:: Written exercise ::
Quote all of the data exactly as given. Skip every picture it contains.

######

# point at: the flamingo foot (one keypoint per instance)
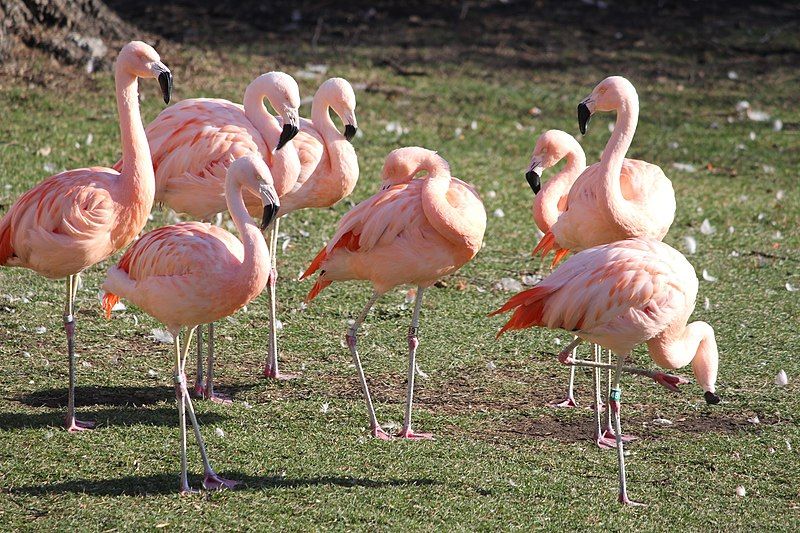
(271, 373)
(74, 425)
(213, 481)
(379, 433)
(609, 434)
(669, 381)
(408, 433)
(624, 500)
(568, 402)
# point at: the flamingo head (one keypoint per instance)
(141, 60)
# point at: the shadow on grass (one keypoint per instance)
(163, 416)
(168, 484)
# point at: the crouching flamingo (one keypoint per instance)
(77, 218)
(413, 231)
(192, 273)
(620, 295)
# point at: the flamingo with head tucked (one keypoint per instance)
(194, 142)
(77, 218)
(413, 231)
(329, 172)
(192, 273)
(550, 199)
(620, 295)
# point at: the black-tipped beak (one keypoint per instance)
(534, 180)
(288, 133)
(270, 212)
(165, 81)
(583, 117)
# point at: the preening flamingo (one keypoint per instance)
(329, 172)
(620, 295)
(413, 231)
(616, 198)
(192, 273)
(194, 142)
(77, 218)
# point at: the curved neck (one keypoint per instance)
(618, 208)
(137, 165)
(256, 254)
(548, 204)
(256, 112)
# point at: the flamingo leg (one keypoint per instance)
(71, 423)
(180, 382)
(413, 342)
(198, 384)
(377, 431)
(271, 369)
(211, 480)
(614, 402)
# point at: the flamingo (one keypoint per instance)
(413, 231)
(75, 219)
(550, 200)
(194, 142)
(191, 273)
(329, 172)
(619, 295)
(616, 198)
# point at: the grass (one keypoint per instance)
(502, 458)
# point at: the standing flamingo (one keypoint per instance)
(192, 273)
(329, 172)
(77, 218)
(616, 198)
(550, 200)
(620, 295)
(413, 231)
(194, 142)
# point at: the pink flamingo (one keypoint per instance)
(191, 273)
(329, 172)
(414, 231)
(194, 142)
(77, 218)
(550, 200)
(616, 198)
(620, 295)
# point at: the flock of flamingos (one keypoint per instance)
(205, 156)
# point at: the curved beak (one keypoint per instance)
(269, 199)
(164, 80)
(534, 179)
(584, 114)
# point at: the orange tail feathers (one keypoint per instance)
(317, 288)
(109, 301)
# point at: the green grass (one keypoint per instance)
(502, 458)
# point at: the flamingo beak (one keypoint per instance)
(584, 114)
(164, 80)
(534, 180)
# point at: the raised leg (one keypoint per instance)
(211, 480)
(614, 402)
(71, 423)
(209, 393)
(271, 369)
(376, 429)
(413, 342)
(198, 383)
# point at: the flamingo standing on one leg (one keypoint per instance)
(620, 295)
(194, 142)
(550, 199)
(77, 218)
(414, 231)
(329, 172)
(191, 273)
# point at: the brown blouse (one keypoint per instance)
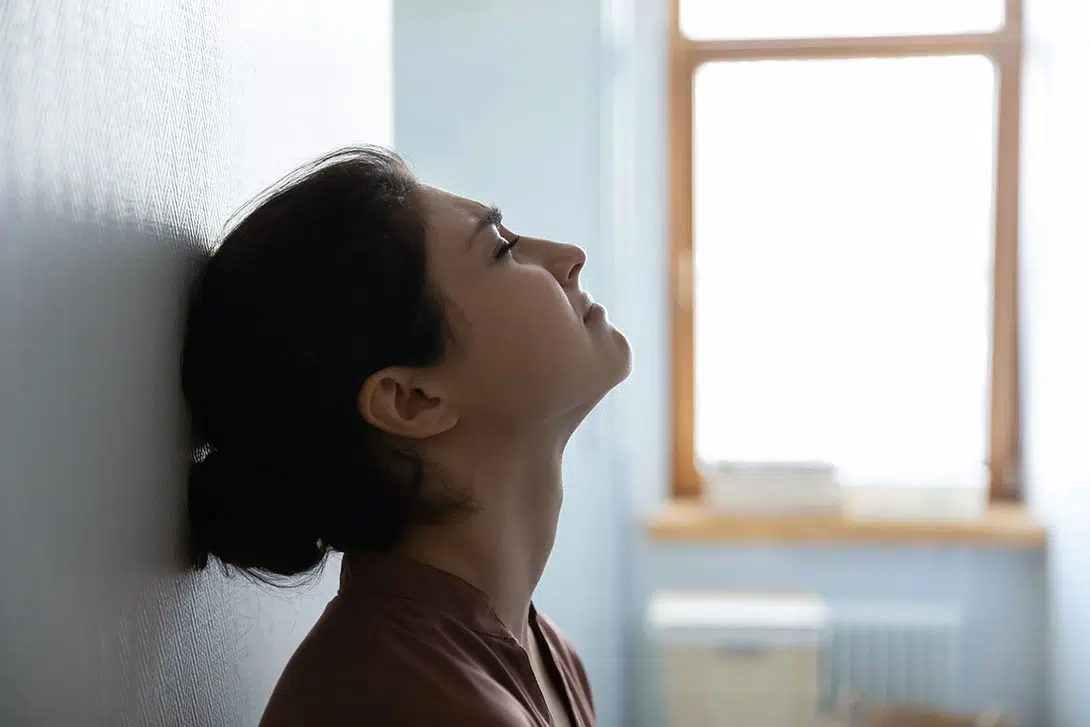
(407, 644)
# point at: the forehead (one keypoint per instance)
(449, 214)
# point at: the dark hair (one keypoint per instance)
(323, 283)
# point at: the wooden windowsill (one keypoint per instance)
(1005, 525)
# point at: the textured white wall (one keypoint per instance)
(129, 132)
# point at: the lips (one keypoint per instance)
(588, 305)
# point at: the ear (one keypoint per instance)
(406, 402)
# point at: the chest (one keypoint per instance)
(552, 686)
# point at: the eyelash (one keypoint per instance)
(507, 246)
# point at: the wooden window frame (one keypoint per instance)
(1004, 47)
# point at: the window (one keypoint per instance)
(844, 231)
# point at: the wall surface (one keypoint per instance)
(1002, 593)
(1056, 305)
(130, 131)
(500, 100)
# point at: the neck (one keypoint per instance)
(503, 547)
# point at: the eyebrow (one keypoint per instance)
(492, 216)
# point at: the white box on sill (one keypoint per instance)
(916, 503)
(772, 488)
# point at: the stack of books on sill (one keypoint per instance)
(772, 488)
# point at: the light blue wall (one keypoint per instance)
(556, 114)
(500, 100)
(1001, 593)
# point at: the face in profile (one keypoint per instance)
(530, 347)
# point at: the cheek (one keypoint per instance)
(525, 341)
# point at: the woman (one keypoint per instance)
(383, 368)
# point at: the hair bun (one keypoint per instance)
(250, 515)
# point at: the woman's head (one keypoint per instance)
(350, 323)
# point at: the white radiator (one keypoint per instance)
(894, 653)
(779, 661)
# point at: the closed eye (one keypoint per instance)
(506, 246)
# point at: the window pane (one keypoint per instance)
(843, 255)
(811, 19)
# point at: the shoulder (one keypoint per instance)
(390, 663)
(565, 652)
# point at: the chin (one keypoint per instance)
(621, 355)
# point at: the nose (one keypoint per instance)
(565, 262)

######

:: Exercise answer ::
# point at: the flamingo foot (one keypoint per instance)
(271, 373)
(74, 425)
(213, 481)
(379, 433)
(609, 434)
(669, 381)
(408, 433)
(624, 500)
(568, 402)
# point at: the flamingo head (one keypoint per instance)
(141, 60)
# point at: the shadow on grass (one keypoint per instance)
(163, 416)
(168, 484)
# point at: the crouching flamingo (one keypoint per instance)
(77, 218)
(413, 231)
(192, 273)
(620, 295)
# point at: the flamingo with head tucked (one keypoint per instance)
(194, 142)
(77, 218)
(413, 231)
(329, 172)
(192, 273)
(550, 199)
(620, 295)
# point at: the black-tipped beak (one keypoint per instance)
(534, 180)
(288, 133)
(270, 212)
(165, 81)
(583, 117)
# point at: the preening flamingo (one keypoint per instance)
(329, 172)
(620, 295)
(413, 231)
(616, 198)
(192, 273)
(194, 142)
(77, 218)
# point at: the curved neck (one keypoint per instance)
(618, 208)
(137, 165)
(256, 254)
(548, 204)
(256, 112)
# point at: the flamingo leg (one keypoint per instance)
(71, 423)
(180, 382)
(413, 342)
(198, 384)
(377, 431)
(271, 369)
(211, 480)
(614, 402)
# point at: the flamingo (one keypoint per instance)
(413, 231)
(75, 219)
(550, 200)
(194, 142)
(191, 273)
(329, 172)
(619, 295)
(616, 198)
# point at: the grass (one keypoint per instance)
(502, 458)
# point at: the standing flamingo (one keypoint per instance)
(192, 273)
(329, 172)
(77, 218)
(616, 198)
(550, 200)
(620, 295)
(413, 231)
(194, 142)
# point at: the pink flamingo (one keypoint per instance)
(191, 273)
(329, 172)
(414, 231)
(194, 142)
(77, 218)
(550, 200)
(616, 198)
(620, 295)
# point at: the flock of flamingos (one keypoint per instance)
(205, 156)
# point at: the curved beak (one keypoint per instance)
(269, 199)
(164, 80)
(534, 179)
(584, 114)
# point at: the orange tail feathers (one keypoint per instance)
(317, 288)
(109, 301)
# point at: the green grass (one keypoint per instance)
(502, 458)
# point at: the flamingo beak (one keypoint per instance)
(584, 114)
(164, 80)
(534, 180)
# point at: the raised leg (one keypoint per instance)
(211, 480)
(614, 402)
(71, 423)
(209, 393)
(271, 369)
(376, 429)
(413, 342)
(198, 383)
# point at: the flamingo standing on one leg (one keypoint per instance)
(620, 295)
(194, 142)
(550, 199)
(77, 218)
(414, 231)
(329, 172)
(191, 273)
# point at: the brown blouse (one keypoint per instance)
(407, 644)
# point at: the forehead (one keypoint per instance)
(449, 214)
# point at: the dark hair (one keypoint per instance)
(323, 283)
# point at: the wooden windowsill (one keypoint per instance)
(1005, 525)
# point at: the textured white wall (one keypoint per instance)
(129, 132)
# point at: the lips (one keypoint per instance)
(588, 305)
# point at: the ear (one keypoint per instance)
(406, 402)
# point at: the chest (one keypoint per instance)
(552, 686)
# point at: the eyelash (one keypoint per instance)
(507, 246)
# point at: the wooden window frame (one keypoint per instance)
(1004, 47)
# point at: the window (one keypoint per instance)
(844, 231)
# point at: the wall surface (one keypoint per instance)
(1002, 593)
(1056, 305)
(130, 131)
(500, 100)
# point at: the neck (one keypoint per instance)
(503, 547)
# point at: the eyebrow (one keypoint per instance)
(492, 216)
# point at: the white box on sill (one keypoint per instance)
(916, 503)
(772, 488)
# point at: the stack of books on sill (one keypoint per instance)
(772, 488)
# point at: the light blue wall (one keypoint per instance)
(556, 114)
(500, 100)
(1001, 593)
# point at: the face in profile (one keypoint per instance)
(530, 347)
# point at: the cheek (one keypoint per instance)
(525, 341)
# point at: the woman (one keypoint per instance)
(383, 368)
# point at: the hair bun (one keypoint per instance)
(250, 515)
# point at: the woman's head (one keypoint per instance)
(350, 323)
# point at: the white radiator (one keypoint per instance)
(894, 653)
(779, 661)
# point at: the closed eye (one keypoint per instance)
(506, 246)
# point at: the window pane (one keypoint per instance)
(843, 255)
(811, 19)
# point at: the shoulder (one keypoint per instance)
(390, 663)
(565, 652)
# point at: the chin (one keypoint per instance)
(621, 355)
# point at: the nose (one keypoint per instance)
(565, 262)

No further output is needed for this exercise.